• _Available records_:
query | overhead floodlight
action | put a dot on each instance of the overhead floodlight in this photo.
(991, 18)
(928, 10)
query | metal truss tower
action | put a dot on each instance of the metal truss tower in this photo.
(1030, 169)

• _Task details_: Write the data above out again in full, exactly.

• _Answer to the problem_:
query | overhead floodlight
action | put a dot on each instance of the overhead floodlight in this photo.
(991, 18)
(928, 10)
query | metal truss tower
action | put a dot on each instance of the metal truss tower in this photo.
(1030, 169)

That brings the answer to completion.